**Text:**
BEGIN
Aleksander Einseln (25 October 1931 – 16 March 2017) was an Estonian general, the Commander of the Estonian Defence Forces from 1993 to 1995 and previously a United States Army colonel. Born in Estonia, his mother and he – barely in his teens – fled from the Red Army that was returning to occupy Estonia. From 1950 to 1985, he served in the US Army, taking part in the Korean War, and as a Special Forces A-team commander in the Vietnam War. In 1993, at the request of President Lennart Meri, he returned to Estonia to serve as the first Commander of the Estonian Defence Forces following the restoration of Estonia's independence.

Biography
Aleksander Einseln was born in Estonia on 25 October 1931. Einseln's father was deported by the Soviet occupants. His mother and he sought refuge in the West in 1944, becoming displaced persons in postwar Germany. In 1949 they emigrated to United States.
END
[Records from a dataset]
BEGIN
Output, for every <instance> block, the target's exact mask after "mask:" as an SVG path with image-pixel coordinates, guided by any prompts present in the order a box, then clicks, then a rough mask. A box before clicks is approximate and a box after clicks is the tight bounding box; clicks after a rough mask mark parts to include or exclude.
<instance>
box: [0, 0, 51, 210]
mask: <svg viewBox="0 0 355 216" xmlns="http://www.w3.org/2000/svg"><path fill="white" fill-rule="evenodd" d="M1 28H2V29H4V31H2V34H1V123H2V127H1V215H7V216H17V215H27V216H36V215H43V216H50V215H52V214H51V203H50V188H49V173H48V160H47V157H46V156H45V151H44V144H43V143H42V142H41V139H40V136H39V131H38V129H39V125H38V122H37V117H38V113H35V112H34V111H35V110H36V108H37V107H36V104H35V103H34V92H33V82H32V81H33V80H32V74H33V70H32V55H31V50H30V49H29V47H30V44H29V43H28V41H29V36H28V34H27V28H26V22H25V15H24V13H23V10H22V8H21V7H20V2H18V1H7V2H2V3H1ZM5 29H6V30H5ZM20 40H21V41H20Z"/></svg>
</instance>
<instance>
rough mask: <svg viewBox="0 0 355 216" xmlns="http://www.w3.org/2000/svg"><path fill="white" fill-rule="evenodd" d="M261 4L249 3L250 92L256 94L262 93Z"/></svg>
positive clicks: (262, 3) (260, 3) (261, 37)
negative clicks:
END
**Activities:**
a – Duplicate the passage of the Aleksander Einseln text that begins at the words that have "Aleksander Einseln (25" and stops after "of Estonia's independence.".
b – List each distinct year that appears in the Aleksander Einseln text, in the order in which each first occurs.

**Answers to the tasks:**
a –
Aleksander Einseln (25 October 1931 – 16 March 2017) was an Estonian general, the Commander of the Estonian Defence Forces from 1993 to 1995 and previously a United States Army colonel. Born in Estonia, his mother and he – barely in his teens – fled from the Red Army that was returning to occupy Estonia. From 1950 to 1985, he served in the US Army, taking part in the Korean War, and as a Special Forces A-team commander in the Vietnam War. In 1993, at the request of President Lennart Meri, he returned to Estonia to serve as the first Commander of the Estonian Defence Forces following the restoration of Estonia's independence.

b – 1931, 2017, 1993, 1995, 1950, 1985, 1944, 1949